◆ **ASSIGNED TASK**: In the Jorge Páez Vilaró text, can you repeat the passage starting at "Jorge Páez Vilaró (15" and ending after "of regional heritage.", switching "muralist" to "painter"?

◆ **EXCERPTED TEXT**:
╭──

Uruguayan artist (1922–1994)

Jorge Páez Vilaró (15 July 1922 – 2 May 1994) was a Uruguayan artist, muralist, and sculptor. Known for his vibrant and eclectic works, Páez Vilaró's art reflected his deep appreciation for Latin American culture, identity, and traditions. As an influential figure in modern Latin American art, he worked across various mediums and left a legacy of public and private artworks that celebrate the richness of regional heritage.

== Early life and education ==
Jorge Páez Vilaró was born on 15 July 1922 in Montevideo, Uruguay. His younger brother, Carlos Páez Vilaró, was a well-known painter, sculptor, and composer. The cultural diversity of Montevideo became a strong influence. Because Jorge pursued no formal artistic education, he was largely self-taught and honed his skills through extensive travels and interactions with local artisans and contemporary artists in Latin America.

His early works drew inspiration from the natural landscapes and indigenous cultures of Uruguay, themes that were also prevalent in his later career.

╰──

◆ **PROVIDED INFORMATION**:

╭──

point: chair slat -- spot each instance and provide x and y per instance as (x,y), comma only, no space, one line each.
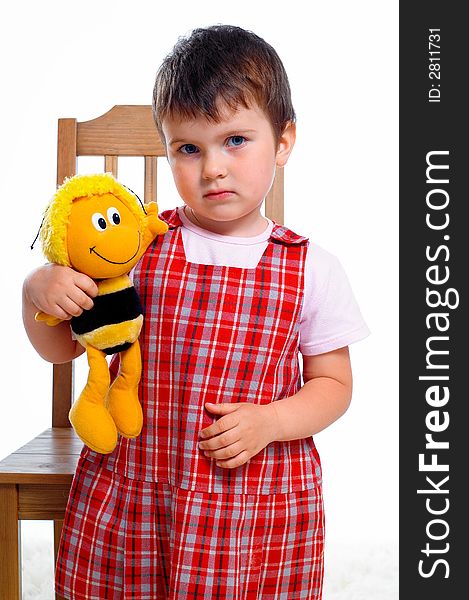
(150,179)
(274,208)
(123,131)
(110,165)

╰──

◆ **RESPONSE TO THIS EXERCISE**:
Jorge Páez Vilaró (15 July 1922 – 2 May 1994) was a Uruguayan artist, painter, and sculptor. Known for his vibrant and eclectic works, Páez Vilaró's art reflected his deep appreciation for Latin American culture, identity, and traditions. As an influential figure in modern Latin American art, he worked across various mediums and left a legacy of public and private artworks that celebrate the richness of regional heritage.